[演習の目的]: 以下の行のうち、文字列「water」を含むものをすべて書き出してください。大文字と小文字は区別します。

ポインティングデータの抜粋
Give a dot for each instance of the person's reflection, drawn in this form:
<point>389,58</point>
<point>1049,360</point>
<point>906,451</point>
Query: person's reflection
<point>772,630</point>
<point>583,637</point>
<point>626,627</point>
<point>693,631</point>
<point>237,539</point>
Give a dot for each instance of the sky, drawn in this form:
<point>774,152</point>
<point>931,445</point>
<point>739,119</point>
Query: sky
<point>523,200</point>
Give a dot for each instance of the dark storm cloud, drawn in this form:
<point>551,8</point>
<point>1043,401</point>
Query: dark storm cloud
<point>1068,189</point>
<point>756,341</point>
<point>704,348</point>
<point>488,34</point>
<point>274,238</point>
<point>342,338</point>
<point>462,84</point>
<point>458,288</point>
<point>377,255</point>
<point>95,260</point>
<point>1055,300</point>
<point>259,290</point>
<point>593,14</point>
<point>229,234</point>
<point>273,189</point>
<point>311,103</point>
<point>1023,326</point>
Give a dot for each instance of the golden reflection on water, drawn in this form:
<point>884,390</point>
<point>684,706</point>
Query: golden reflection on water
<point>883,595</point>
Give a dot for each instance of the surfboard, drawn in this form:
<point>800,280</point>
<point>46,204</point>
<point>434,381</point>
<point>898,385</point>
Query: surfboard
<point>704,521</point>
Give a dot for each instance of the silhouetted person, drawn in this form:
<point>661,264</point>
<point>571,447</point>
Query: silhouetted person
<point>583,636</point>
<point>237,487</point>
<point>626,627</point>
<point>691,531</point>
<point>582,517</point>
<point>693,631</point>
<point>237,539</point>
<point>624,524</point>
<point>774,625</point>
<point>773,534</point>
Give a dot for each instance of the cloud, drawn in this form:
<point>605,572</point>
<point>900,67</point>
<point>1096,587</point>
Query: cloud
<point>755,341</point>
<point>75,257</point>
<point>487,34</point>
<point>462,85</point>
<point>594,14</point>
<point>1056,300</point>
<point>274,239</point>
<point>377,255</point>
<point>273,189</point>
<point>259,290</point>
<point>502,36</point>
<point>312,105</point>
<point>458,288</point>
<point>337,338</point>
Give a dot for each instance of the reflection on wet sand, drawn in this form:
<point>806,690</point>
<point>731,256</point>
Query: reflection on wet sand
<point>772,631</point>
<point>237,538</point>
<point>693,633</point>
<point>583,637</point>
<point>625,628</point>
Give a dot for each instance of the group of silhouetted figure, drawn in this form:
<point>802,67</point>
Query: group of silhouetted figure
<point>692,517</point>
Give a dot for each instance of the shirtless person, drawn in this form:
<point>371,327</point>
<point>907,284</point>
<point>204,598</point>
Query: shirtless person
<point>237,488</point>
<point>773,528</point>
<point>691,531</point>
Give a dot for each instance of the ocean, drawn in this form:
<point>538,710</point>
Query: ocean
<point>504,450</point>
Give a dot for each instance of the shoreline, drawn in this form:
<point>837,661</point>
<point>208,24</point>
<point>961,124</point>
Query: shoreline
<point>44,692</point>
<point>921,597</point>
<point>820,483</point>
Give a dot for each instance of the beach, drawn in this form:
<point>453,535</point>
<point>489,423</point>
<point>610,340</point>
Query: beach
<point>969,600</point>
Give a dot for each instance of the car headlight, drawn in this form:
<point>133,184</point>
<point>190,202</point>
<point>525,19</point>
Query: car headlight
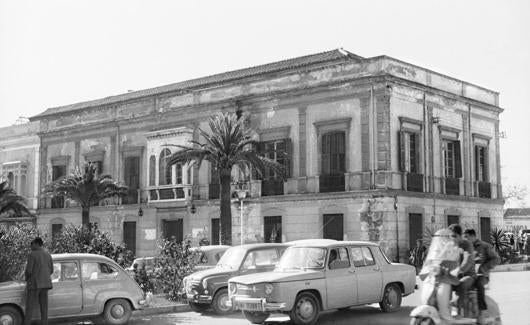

[演習の出力]:
Give a dot for each instance of the golden reflection on water, drawn in this form:
Query: golden reflection on water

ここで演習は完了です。